◆ EXERCISE DESCRIPTION ◆
After dropping the pictures, give again exactly the lines of the data from its first line through the line with "Where can the framed picture", which is included as well.
(Beginning of GIVEN INFORMATION)
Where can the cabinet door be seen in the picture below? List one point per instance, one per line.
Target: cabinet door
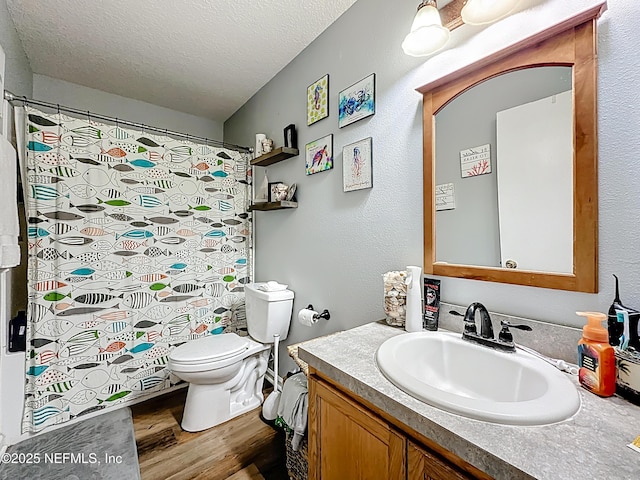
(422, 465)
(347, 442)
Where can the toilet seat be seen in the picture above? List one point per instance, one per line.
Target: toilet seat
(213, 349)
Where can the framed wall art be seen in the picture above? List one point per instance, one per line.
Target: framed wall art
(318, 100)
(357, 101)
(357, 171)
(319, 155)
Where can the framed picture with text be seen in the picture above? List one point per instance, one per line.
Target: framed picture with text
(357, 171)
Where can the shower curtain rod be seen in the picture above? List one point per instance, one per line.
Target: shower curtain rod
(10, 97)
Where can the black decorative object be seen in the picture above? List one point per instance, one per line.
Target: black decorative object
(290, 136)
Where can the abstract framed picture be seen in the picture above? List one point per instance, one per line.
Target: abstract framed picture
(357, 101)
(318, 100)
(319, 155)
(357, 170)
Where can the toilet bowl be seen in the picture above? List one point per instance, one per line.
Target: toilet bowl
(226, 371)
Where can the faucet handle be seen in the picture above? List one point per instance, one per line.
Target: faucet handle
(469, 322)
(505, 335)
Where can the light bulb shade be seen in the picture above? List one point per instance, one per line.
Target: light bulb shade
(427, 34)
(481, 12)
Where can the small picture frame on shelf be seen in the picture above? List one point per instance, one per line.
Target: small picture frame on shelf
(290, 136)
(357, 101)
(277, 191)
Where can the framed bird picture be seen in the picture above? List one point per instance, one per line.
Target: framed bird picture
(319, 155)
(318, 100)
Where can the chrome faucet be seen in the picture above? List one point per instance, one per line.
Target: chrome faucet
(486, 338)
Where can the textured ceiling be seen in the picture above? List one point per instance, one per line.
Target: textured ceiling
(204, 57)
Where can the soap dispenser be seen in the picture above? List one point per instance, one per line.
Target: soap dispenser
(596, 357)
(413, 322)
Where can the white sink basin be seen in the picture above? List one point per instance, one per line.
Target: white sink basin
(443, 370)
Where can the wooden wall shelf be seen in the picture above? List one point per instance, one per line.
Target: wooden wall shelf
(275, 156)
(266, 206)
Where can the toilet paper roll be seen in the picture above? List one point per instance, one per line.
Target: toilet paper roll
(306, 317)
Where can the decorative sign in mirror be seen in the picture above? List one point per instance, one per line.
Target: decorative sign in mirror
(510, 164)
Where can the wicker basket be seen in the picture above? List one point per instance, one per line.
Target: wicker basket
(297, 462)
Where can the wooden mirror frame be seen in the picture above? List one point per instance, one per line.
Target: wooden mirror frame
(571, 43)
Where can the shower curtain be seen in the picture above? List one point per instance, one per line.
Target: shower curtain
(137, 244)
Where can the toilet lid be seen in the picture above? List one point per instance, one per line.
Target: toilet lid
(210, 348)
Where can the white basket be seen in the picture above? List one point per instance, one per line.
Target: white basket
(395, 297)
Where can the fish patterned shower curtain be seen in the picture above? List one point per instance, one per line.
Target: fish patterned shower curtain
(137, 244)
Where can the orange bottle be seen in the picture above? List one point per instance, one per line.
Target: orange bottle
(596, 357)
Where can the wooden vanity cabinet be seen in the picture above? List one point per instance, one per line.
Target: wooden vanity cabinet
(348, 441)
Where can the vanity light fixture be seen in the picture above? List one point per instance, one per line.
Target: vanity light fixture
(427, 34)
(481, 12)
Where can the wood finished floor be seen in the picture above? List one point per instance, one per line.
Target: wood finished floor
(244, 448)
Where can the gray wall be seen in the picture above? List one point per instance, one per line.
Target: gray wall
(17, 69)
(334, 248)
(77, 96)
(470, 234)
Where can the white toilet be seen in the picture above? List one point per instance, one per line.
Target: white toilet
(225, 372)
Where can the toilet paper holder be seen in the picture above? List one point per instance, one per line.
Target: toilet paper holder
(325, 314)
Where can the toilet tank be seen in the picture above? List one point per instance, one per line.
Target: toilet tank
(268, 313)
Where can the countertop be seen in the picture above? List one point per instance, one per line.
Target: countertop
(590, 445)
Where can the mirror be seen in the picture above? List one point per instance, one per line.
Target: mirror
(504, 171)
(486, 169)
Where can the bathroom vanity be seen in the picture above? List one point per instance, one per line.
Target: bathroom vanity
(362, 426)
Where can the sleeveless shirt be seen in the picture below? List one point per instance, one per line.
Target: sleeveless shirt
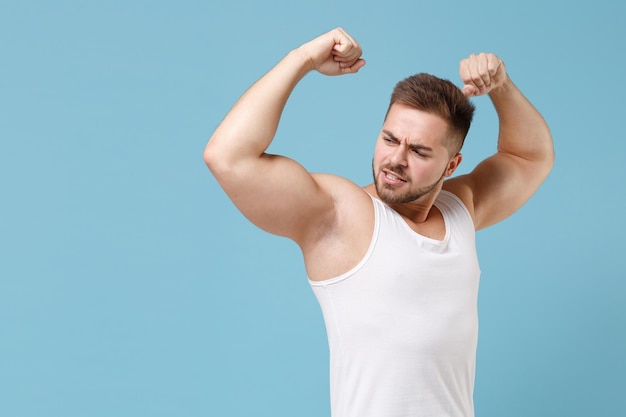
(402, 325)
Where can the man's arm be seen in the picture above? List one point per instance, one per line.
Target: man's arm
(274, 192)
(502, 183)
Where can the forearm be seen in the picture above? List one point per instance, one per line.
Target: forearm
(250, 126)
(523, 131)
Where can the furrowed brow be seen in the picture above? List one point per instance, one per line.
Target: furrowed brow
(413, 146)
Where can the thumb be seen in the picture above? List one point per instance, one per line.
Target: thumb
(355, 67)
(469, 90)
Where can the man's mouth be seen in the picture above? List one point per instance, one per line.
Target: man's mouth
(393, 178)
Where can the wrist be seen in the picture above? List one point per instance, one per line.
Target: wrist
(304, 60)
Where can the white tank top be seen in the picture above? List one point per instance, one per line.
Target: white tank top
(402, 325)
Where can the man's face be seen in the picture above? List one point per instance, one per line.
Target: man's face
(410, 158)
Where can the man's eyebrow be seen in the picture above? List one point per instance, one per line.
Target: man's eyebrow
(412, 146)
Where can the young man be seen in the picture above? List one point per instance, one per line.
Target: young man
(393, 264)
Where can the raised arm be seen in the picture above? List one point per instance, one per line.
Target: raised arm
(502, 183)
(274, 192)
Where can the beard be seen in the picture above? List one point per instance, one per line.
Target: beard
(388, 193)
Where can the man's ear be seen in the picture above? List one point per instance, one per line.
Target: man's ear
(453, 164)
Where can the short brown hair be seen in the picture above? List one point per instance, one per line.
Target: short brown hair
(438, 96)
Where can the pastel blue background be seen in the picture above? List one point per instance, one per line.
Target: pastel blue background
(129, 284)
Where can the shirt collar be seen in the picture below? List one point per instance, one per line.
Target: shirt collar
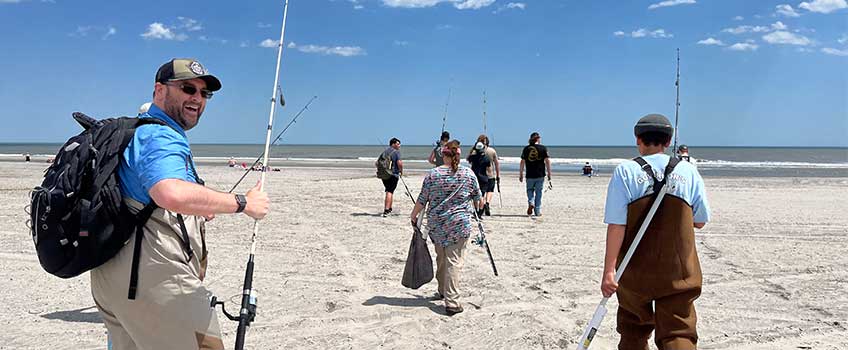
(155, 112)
(End of GIVEN INFORMATION)
◆ YOUR SOLUTION ◆
Where can the cabinet door be seen in the picture below? List one point per instance, one per line.
Target: cabinet door
(422, 465)
(347, 442)
Where can the toilet seat be seen in the picture above? List one point per instance, one per line.
Target: toilet seat
(213, 349)
Where can the framed wall art be seen in the picture above? List one point per instance, one per line.
Target: framed wall art
(318, 100)
(357, 101)
(357, 171)
(319, 155)
Where can the framed picture with text be seen in the picture above? List one point per instance, one per line.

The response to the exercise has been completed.